*Reading passage*

-.-.-

But the question comes to mind: whose dead?  Should it matter how they're displayed?  Is this humane?  I'm not so freewheeling in my ethics that I see any corpse or relic as simple materials to be exploited.  However, should there not be some limits to how well they're protected, lest we end up being defacto religious?

And then that raises another quandary...I am atheist, but I am (as the kids say) totes down with your religion as long as you don't use it as a weapon.  I actually do respect the good that is possible with religious communities and the individuals that I find and get to know on a personal basis.  I don't respect it because it's "the thing to do and shut up and don't ask questions".  But I do pride myself on not being an obnoxious nonbeliever.  So I'll tip my hat to traditions - I keep a few pieces of papist idolatry around the house, I say hi to the local deity on a friend's altar, and so on.  More to the point, I also don't walk on graves if I can help it.  I criticize the excesses of the American funeral industry, but I see its necessity.  I consider the dead still with us in some sense.  Ancestor reverence is a big part of my worldview.  Not being an ass is another large part of my worldview.  So where does this leave me with dead bodies and pieces of them?

-.-.-

Entries from a dataset:
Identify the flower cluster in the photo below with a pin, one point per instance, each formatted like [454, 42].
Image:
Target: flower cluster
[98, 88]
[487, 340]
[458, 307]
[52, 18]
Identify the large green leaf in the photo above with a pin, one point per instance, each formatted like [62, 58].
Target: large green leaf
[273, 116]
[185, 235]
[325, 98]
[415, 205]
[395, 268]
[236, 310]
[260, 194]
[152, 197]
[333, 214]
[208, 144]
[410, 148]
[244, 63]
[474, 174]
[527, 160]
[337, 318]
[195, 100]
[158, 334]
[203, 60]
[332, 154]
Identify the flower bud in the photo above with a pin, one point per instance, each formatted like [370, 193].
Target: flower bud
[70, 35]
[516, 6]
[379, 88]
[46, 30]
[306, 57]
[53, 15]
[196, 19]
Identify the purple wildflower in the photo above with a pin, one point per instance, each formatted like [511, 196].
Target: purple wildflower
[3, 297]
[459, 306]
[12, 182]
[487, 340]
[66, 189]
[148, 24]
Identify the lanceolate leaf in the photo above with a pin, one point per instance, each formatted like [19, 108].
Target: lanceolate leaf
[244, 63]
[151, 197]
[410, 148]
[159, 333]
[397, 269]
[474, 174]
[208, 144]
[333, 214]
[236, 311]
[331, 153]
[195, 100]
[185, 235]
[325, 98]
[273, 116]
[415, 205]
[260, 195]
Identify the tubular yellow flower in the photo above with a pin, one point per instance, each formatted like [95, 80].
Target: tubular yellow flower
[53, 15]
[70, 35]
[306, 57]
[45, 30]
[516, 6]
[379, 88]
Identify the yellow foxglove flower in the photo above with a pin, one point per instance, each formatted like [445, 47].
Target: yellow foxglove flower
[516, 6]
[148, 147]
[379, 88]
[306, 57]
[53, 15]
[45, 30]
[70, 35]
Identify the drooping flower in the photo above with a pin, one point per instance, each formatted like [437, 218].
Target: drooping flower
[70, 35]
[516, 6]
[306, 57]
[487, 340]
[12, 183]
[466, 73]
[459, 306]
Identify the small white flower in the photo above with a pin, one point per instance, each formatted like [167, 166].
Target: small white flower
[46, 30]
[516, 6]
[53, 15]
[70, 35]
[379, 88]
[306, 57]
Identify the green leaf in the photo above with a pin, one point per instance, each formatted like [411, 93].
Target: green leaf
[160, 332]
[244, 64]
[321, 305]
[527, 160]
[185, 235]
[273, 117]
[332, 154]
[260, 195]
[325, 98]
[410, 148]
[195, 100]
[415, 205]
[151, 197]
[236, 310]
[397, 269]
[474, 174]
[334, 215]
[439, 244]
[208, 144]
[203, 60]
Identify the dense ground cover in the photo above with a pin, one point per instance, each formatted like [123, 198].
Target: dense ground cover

-.-.-

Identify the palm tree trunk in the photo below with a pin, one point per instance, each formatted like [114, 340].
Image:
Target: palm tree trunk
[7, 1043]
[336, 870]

-.-.-

*Prompt 1*
Answer from the passage on the dead:
(a) What does the writer say they don't walk on if they can help it?
(b) What does the writer keep a few pieces of around the house?
(c) The writer says they are not so freewheeling in their ethics that they see any corpse or relic as what?
*Prompt 2*
List every sentence in the passage on the dead that ends with a question mark.
The data are separate material and are not part of the passage on the dead.

*Exercise result 1*
(a) Graves.
(b) Papist idolatry.
(c) Simple materials to be exploited.

*Exercise result 2*
- "But the question comes to mind: whose dead?"
- "Should it matter how they're displayed?"
- "Is this humane?"
- "However, should there not be some limits to how well they're protected, lest we end up being defacto religious?"
- "So where does this leave me with dead bodies and pieces of them?"